Passage shown »

..........

Using Forensic Linguistics To Decode An Anonymous Writer's IdentityPlay
The highly anticipated tell-all book by an anonymous senior official in the Trump administration is set to be released to the public on Tuesday.
And while some may pour over what are expected to be alarming details, others will be fixated on decoding the author’s identity through the book’s use of vocabulary and language patterns, otherwise known as forensic linguistics.
“Forensic linguistics is rooted in this basic idea that you and I and everyone you know has a distinct way of using language, of speaking and writing,” says Kavita Pillay, co-host of the podcast “Subtitle,” which is about the science of languages and the people who speak them.
“A forensic linguist can look at those patterns of speech in a person and figure out things that you may not expect: your level of education, the kind of work you do, where you grew up,” she says. “And then apply those patterns and that understanding that also a linguist would have, and apply it to a legal setting.”
The anonymous writer who wrote a 2018 op-ed about the Trump administration used the word lodestar, which led many to speculate that the writer’s identity was Vice President Mike Pence.

..........

Information provided »
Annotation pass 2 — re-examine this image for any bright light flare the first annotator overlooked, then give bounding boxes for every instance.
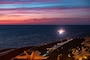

..........

Direction 1 »
Answer these from the forensic linguistics passage above:
(a) On what day is the anonymous official's book set to be released?
(b) What is the podcast "Subtitle" about?
(c) Which word in the 2018 op-ed led many to guess that its writer was Mike Pence?
Direction 2 »
Summarize the forensic linguistics passage above in two sentences.

Correct output 1 »
(a) Tuesday.
(b) The science of languages and the people who speak them.
(c) Lodestar.

Correct output 2 »
A tell-all book by an anonymous senior official in the Trump administration is due out on Tuesday, and some readers will try to identify the author through its vocabulary and language patterns, a practice known as forensic linguistics. Kavita Pillay, co-host of the podcast "Subtitle," explains that each person uses language distinctly, and a forensic linguist can read those patterns to infer things like education, work, and upbringing and apply that to legal settings.